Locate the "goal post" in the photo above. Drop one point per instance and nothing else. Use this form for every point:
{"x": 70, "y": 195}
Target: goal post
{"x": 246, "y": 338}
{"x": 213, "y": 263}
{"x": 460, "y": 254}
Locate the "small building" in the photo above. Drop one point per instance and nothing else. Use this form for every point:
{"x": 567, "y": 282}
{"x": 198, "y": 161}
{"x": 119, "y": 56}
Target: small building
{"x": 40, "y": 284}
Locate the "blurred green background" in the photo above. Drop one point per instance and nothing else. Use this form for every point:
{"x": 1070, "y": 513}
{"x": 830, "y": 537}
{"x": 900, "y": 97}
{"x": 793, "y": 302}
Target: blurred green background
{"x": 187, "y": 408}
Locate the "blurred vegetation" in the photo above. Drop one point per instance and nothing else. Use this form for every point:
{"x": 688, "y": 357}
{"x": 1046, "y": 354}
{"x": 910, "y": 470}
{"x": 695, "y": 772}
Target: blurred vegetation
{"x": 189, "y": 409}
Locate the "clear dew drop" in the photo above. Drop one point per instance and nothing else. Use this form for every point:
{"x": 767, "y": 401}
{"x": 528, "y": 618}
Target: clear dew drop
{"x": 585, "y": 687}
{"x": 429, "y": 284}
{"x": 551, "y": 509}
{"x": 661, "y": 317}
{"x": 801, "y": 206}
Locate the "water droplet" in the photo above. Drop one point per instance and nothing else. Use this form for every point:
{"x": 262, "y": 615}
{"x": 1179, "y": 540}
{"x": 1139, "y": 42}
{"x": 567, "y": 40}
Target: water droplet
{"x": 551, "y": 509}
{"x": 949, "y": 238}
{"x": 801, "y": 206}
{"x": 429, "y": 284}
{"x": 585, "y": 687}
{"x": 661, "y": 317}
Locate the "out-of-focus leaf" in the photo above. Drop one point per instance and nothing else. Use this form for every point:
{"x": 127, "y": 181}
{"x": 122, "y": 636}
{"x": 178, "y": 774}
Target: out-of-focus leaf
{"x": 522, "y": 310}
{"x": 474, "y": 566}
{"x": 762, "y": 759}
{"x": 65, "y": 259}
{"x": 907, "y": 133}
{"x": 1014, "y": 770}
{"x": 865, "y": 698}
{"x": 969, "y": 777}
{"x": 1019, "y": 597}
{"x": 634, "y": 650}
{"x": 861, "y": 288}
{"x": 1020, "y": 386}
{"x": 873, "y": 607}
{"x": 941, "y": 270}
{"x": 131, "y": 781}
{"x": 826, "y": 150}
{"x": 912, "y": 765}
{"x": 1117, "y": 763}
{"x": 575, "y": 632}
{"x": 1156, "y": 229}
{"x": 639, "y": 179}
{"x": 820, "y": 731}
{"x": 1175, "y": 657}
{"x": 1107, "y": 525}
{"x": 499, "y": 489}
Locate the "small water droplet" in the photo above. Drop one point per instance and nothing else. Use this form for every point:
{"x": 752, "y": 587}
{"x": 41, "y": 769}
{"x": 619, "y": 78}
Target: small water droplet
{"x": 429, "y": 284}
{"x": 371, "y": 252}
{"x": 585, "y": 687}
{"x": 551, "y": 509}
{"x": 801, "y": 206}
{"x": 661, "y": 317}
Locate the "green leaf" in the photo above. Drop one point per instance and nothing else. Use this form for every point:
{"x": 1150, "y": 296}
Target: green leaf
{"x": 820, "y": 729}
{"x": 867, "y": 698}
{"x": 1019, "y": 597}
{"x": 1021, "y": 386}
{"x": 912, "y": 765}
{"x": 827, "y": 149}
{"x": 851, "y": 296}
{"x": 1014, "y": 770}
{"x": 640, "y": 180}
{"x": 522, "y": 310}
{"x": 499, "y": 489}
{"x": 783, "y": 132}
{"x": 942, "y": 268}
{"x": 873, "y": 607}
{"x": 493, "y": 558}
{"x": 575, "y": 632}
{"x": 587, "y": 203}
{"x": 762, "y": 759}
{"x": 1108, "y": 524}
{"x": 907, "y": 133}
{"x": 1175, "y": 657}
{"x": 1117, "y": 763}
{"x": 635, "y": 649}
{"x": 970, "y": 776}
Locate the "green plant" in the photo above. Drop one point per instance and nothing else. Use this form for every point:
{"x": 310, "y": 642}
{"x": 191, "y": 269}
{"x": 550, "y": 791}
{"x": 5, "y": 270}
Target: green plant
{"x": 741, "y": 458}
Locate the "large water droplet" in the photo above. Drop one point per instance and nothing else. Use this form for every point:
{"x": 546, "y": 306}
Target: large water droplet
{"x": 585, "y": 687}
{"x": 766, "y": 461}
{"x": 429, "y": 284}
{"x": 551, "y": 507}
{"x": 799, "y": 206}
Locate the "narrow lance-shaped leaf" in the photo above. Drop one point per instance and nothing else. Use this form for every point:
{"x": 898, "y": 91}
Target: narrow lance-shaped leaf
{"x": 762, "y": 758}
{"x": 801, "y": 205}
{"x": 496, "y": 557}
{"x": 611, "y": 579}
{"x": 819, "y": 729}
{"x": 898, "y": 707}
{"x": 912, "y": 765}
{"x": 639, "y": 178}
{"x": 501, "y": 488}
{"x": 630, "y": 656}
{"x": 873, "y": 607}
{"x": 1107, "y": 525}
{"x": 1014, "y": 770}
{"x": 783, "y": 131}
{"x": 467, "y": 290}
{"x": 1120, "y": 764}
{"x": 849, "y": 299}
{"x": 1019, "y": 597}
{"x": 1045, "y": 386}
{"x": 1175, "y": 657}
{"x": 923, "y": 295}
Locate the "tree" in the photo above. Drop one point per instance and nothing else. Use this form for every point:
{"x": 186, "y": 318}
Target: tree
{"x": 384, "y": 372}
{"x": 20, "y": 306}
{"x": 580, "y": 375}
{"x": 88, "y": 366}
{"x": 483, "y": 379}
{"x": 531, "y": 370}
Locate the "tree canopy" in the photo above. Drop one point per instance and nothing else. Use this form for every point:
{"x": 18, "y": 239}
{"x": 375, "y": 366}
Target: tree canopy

--------------------------------

Exactly as they are written, print the entries again.

→ **ANSWER**
Locate the "goal post" in the photo above. Drop one point per instance and nothing else. Use this form for every point:
{"x": 70, "y": 195}
Target: goal post
{"x": 246, "y": 338}
{"x": 213, "y": 263}
{"x": 460, "y": 254}
Locate the "small building" in the photo above. Drop one point per instance and nothing else. Use this form for every point:
{"x": 567, "y": 282}
{"x": 198, "y": 161}
{"x": 119, "y": 56}
Target: small building
{"x": 40, "y": 284}
Locate the "blurred green background" in the photo above. Drop one point per instance and nothing else. Use this form for every point:
{"x": 1070, "y": 513}
{"x": 830, "y": 537}
{"x": 900, "y": 97}
{"x": 793, "y": 302}
Target: blurred green background
{"x": 187, "y": 408}
Locate the "blurred vegetation" in the photo above. Drop one point per instance and nothing else. Use this form for every point:
{"x": 688, "y": 357}
{"x": 1046, "y": 354}
{"x": 910, "y": 470}
{"x": 695, "y": 772}
Target: blurred vegetation
{"x": 189, "y": 409}
Locate the "clear dew drop" in the photo above. Drop one point per instance and nothing else. Use this form for every point:
{"x": 767, "y": 401}
{"x": 528, "y": 618}
Target: clear dew drop
{"x": 585, "y": 687}
{"x": 429, "y": 284}
{"x": 551, "y": 509}
{"x": 661, "y": 317}
{"x": 801, "y": 206}
Locate the "water droplet" in the photo above. Drop one point per instance and nothing else. Use this form for every point:
{"x": 262, "y": 615}
{"x": 1179, "y": 540}
{"x": 1139, "y": 42}
{"x": 567, "y": 40}
Target: water droplet
{"x": 551, "y": 509}
{"x": 949, "y": 238}
{"x": 801, "y": 206}
{"x": 429, "y": 284}
{"x": 585, "y": 687}
{"x": 661, "y": 317}
Locate the "out-of-focus leaf" in the photo above. Drop one point per instance and nothing else. Use this form for every point:
{"x": 127, "y": 181}
{"x": 122, "y": 636}
{"x": 178, "y": 774}
Target: out-of-focus leaf
{"x": 522, "y": 310}
{"x": 474, "y": 566}
{"x": 762, "y": 759}
{"x": 65, "y": 259}
{"x": 907, "y": 133}
{"x": 1014, "y": 770}
{"x": 865, "y": 698}
{"x": 969, "y": 777}
{"x": 1019, "y": 597}
{"x": 634, "y": 650}
{"x": 861, "y": 288}
{"x": 1020, "y": 386}
{"x": 873, "y": 607}
{"x": 941, "y": 270}
{"x": 131, "y": 781}
{"x": 826, "y": 150}
{"x": 912, "y": 765}
{"x": 1117, "y": 763}
{"x": 575, "y": 632}
{"x": 1156, "y": 229}
{"x": 639, "y": 179}
{"x": 820, "y": 731}
{"x": 1175, "y": 657}
{"x": 1107, "y": 525}
{"x": 499, "y": 489}
Locate the "small water droplet" in the photo above. Drop one point per instance and nothing else. Use this form for every point:
{"x": 752, "y": 587}
{"x": 41, "y": 769}
{"x": 619, "y": 78}
Target: small water droplet
{"x": 429, "y": 284}
{"x": 371, "y": 252}
{"x": 585, "y": 687}
{"x": 551, "y": 509}
{"x": 801, "y": 206}
{"x": 661, "y": 317}
Locate the "green leaf" in the photo above. Drop one point per instance and nothing else. Use this form for every point:
{"x": 1150, "y": 296}
Target: green leaf
{"x": 820, "y": 729}
{"x": 867, "y": 698}
{"x": 1019, "y": 597}
{"x": 1021, "y": 386}
{"x": 912, "y": 765}
{"x": 827, "y": 149}
{"x": 851, "y": 296}
{"x": 1014, "y": 770}
{"x": 640, "y": 180}
{"x": 522, "y": 310}
{"x": 499, "y": 489}
{"x": 783, "y": 132}
{"x": 942, "y": 268}
{"x": 873, "y": 607}
{"x": 493, "y": 558}
{"x": 575, "y": 632}
{"x": 587, "y": 203}
{"x": 762, "y": 759}
{"x": 1108, "y": 524}
{"x": 907, "y": 133}
{"x": 1175, "y": 657}
{"x": 1117, "y": 763}
{"x": 635, "y": 649}
{"x": 970, "y": 776}
Locate the "green plant" in the photo above. Drop one point per instance and nothing else. Use this form for every point:
{"x": 310, "y": 642}
{"x": 191, "y": 269}
{"x": 550, "y": 791}
{"x": 5, "y": 270}
Target: green plant
{"x": 741, "y": 458}
Locate the "large water droplet" in the photo above. Drop one point per instance and nothing else. Use this form for every point:
{"x": 546, "y": 306}
Target: large water droplet
{"x": 585, "y": 687}
{"x": 766, "y": 461}
{"x": 429, "y": 284}
{"x": 551, "y": 507}
{"x": 799, "y": 206}
Locate the "narrow lance-shaped leaf" in the photo above. Drop one point per instance and nothing else. Use this form for every point:
{"x": 898, "y": 91}
Target: narrow lance-shaped leaf
{"x": 762, "y": 758}
{"x": 801, "y": 205}
{"x": 496, "y": 557}
{"x": 611, "y": 579}
{"x": 819, "y": 729}
{"x": 898, "y": 707}
{"x": 912, "y": 765}
{"x": 639, "y": 178}
{"x": 501, "y": 488}
{"x": 630, "y": 656}
{"x": 873, "y": 607}
{"x": 1107, "y": 525}
{"x": 1014, "y": 770}
{"x": 783, "y": 131}
{"x": 467, "y": 290}
{"x": 1120, "y": 764}
{"x": 849, "y": 299}
{"x": 1019, "y": 597}
{"x": 1045, "y": 386}
{"x": 1175, "y": 657}
{"x": 923, "y": 295}
Locate the "tree" in the photo above. Drop one point per instance and nothing else. Use this form for every point:
{"x": 186, "y": 318}
Target: tree
{"x": 384, "y": 372}
{"x": 20, "y": 306}
{"x": 580, "y": 375}
{"x": 88, "y": 366}
{"x": 483, "y": 379}
{"x": 531, "y": 370}
Locate the "tree canopy" in the photo above. Drop one point per instance and nothing else. Use this form for every point:
{"x": 18, "y": 239}
{"x": 375, "y": 366}
Target: tree canopy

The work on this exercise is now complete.